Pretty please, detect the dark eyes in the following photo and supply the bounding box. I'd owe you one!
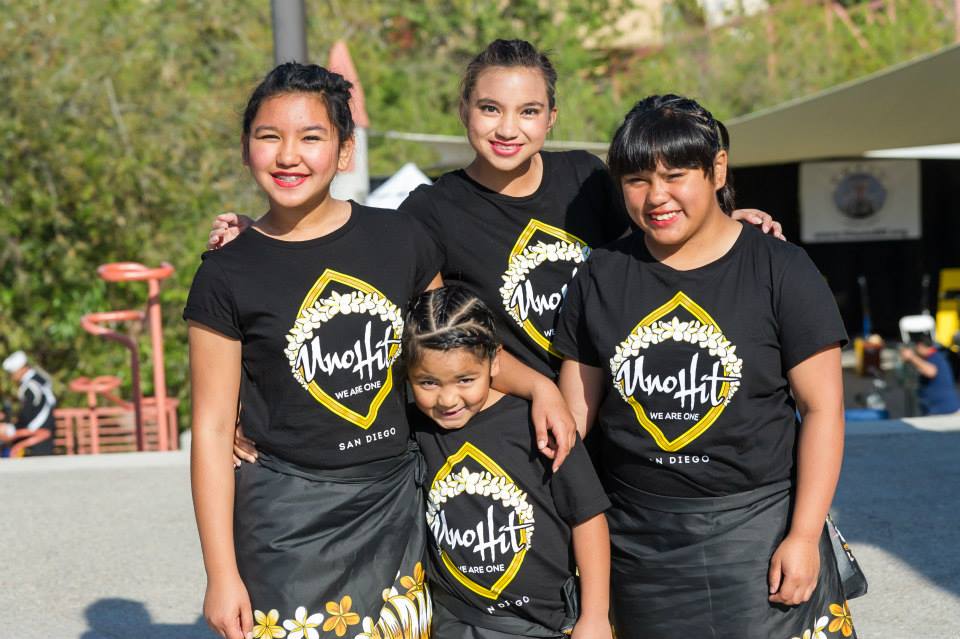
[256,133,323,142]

┄┄┄┄┄┄

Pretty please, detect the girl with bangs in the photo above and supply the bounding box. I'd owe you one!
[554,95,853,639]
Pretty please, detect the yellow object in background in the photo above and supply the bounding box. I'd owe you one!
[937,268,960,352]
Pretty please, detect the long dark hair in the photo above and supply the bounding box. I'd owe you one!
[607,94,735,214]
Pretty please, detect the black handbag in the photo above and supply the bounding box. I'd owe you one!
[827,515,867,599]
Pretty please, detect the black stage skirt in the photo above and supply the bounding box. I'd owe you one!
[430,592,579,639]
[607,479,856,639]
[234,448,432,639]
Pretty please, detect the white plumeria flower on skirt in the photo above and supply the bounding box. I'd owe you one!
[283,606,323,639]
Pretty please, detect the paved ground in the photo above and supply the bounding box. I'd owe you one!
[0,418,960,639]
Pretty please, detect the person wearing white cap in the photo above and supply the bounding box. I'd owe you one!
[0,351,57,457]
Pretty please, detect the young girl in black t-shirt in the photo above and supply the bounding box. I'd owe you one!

┄┄┄┄┄┄

Rewrite the lines starting at the one that contains "Pretty please, detect the black stage" and ending at the one that contains "Pretty please, detect the young", requests included, and give only those. Multiply every bounding box coordinate in them by 0.8 and round each to a whole number, halves up.

Pretty please, detect the black stage skirt in the photo above and supply the bounding box. I'd owe you one!
[344,474,463,511]
[486,383,685,511]
[187,358,346,511]
Pretty please, detect the white plumeria flower on skirt in the photo above and supply the bounding box. I'd owe you one!
[226,485,258,511]
Pretty please, detect the paved ground in the photo above and supply the bounding box. I'd owe you one!
[0,334,768,511]
Pretty please, detect the person wearing white cap in the photo above and supply the bounding box. I'd owe you one!
[0,281,46,366]
Pretty please, detect the young girl in black t-shirt in the photo above and supply the bounding box. I'd owe you one!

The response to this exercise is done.